- [Exercise directions] Transcribe the listing exactly, leaving out every picture.
::: Data provided :::
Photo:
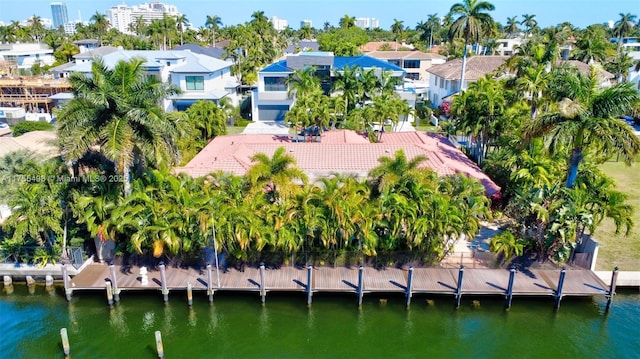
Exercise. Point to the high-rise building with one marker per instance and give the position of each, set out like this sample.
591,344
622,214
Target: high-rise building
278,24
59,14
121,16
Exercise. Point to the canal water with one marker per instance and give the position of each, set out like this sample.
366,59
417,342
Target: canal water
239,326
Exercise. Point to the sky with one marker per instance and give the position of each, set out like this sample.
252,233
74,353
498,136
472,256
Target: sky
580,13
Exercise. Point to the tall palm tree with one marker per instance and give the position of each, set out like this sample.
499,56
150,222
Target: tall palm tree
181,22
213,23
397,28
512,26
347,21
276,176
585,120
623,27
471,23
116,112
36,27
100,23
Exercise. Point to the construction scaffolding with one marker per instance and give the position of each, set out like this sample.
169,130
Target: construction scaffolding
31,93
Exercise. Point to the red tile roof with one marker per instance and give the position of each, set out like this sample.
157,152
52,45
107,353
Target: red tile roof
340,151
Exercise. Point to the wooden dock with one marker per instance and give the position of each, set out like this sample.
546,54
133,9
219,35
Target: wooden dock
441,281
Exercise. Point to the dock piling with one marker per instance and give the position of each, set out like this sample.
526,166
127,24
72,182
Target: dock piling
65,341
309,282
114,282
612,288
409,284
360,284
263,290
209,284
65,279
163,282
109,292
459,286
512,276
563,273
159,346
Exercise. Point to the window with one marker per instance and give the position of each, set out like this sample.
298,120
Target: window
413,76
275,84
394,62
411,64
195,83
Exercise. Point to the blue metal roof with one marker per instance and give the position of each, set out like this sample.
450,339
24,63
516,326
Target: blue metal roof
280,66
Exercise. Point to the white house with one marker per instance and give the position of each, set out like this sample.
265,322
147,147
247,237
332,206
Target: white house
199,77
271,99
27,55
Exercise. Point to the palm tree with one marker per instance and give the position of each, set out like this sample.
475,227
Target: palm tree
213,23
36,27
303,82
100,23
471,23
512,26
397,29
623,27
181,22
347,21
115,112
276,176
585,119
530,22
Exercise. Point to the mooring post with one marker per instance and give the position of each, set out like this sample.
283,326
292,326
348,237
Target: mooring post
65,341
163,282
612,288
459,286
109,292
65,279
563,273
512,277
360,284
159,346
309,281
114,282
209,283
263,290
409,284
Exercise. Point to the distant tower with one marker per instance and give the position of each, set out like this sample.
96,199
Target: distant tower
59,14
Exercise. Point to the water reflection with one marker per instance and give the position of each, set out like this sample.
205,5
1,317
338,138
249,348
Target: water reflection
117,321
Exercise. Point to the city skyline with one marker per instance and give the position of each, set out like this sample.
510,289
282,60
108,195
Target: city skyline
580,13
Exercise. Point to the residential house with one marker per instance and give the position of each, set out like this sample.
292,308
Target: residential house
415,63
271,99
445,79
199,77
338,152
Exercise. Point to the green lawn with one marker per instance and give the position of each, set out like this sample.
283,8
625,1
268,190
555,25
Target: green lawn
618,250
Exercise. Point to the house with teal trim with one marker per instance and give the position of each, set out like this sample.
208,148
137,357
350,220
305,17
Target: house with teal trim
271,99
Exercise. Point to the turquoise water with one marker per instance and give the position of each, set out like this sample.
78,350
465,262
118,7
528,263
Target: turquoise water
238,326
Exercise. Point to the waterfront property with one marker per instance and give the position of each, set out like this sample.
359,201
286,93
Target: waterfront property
:::
- [Full answer]
Photo:
Exercise. Point to the high-rise building with one marker per instance and give the position of each, set out like this sample.
591,344
622,214
Target: high-rise building
278,24
59,14
121,16
Exercise. Point to the canal water with one marker per instance and give the position of each, set out like this sample.
366,59
417,342
Target: canal water
239,326
Exercise. Point to the sky with one marker per instance and give the position of each, set out like this sample.
252,233
74,353
498,136
472,256
Target: sky
580,13
Exercise. Point to the tall palm tree with one marker per instance and give the position of each, set out like this sample.
499,56
150,222
Target: tall palm tree
181,22
213,23
397,28
512,26
347,21
276,176
585,120
623,27
471,23
116,112
36,27
100,23
Exercise. Point to the construction scaffolding with one marker per instance and give the position of each, set out like this sample.
169,130
Target: construction scaffolding
31,93
Exercise. Point to the red tile roof with one marker per instance and give the position of each, set out like this sample.
157,152
52,45
107,353
Target: red tile roof
340,151
Exercise. Point to the wooden dock with one marker per instance and give the position of each, set out like this sample.
546,54
133,9
219,35
Target: wooden dock
441,281
Exercise. Point to the dock piling with one marker per instance and give the position of each, set out like this sample.
526,166
127,24
72,182
Target: dock piling
65,341
309,282
114,282
612,288
409,284
360,284
263,290
209,284
65,279
163,282
109,292
459,286
512,276
563,273
159,346
Exercise. Point to the window with one marker per instance and give the position of each, set out like this sample.
298,120
Target: window
413,76
275,84
394,62
411,64
195,83
Exercise. Point to the blue metal roof with one marker per instance and give the position of each, set out like this sample.
450,339
24,63
516,326
Target: blue metal roof
280,66
Exercise. Point to the white house with one marker per instance and give the position of each, set out like this sample.
265,322
147,147
247,237
332,206
Target: white house
199,77
271,99
27,55
Exercise. Point to the palm tree with one marker per instance and give the position of each, set out like this sample.
475,227
Target: palm tree
213,23
36,27
303,82
100,23
471,23
512,26
397,29
623,27
181,22
347,21
115,112
276,176
585,119
530,22
Exercise. Point to the mooring post with one marker per instance and give the position of each, set out like this sample.
283,326
292,326
348,237
Target: mooring post
65,341
163,282
612,288
459,286
109,292
65,279
563,273
512,277
360,284
159,346
309,281
114,282
209,283
263,290
409,284
Exercise. Point to the distant tower with one marker per instance and give the position of each, set out like this sample.
96,199
Target: distant tower
59,14
Exercise. Point to the water reflection with one marker per instance and give the position of each, set out like this sample.
205,5
1,317
338,138
249,348
Target: water reflection
117,321
Exercise. Point to the city skyline with one marker per instance and give the position of each, set out like this sample.
510,289
282,60
108,195
Target: city skyline
580,13
Exercise. Point to the residential house with one marker per instance and give the position of each, set out like this sample.
292,308
Target: residential house
415,63
271,99
445,79
199,77
338,152
Exercise. Point to the green lawn with one marker per instance and give the position of each, set out like this sample.
283,8
625,1
268,190
555,25
Target: green lawn
618,250
Exercise. Point to the house with teal trim with one marker per instance and give the position of each, set out like this sample.
208,148
137,357
350,220
305,17
Target: house with teal trim
271,99
Exercise. Point to the turquoise water with one marker per instance and give the position of each, set out like this sample.
78,350
465,262
118,7
528,263
Target: turquoise water
238,326
Exercise. Point to the waterfront property with one marker per instance and give the position of each, set out like this sample.
359,201
286,93
Target: waterfront property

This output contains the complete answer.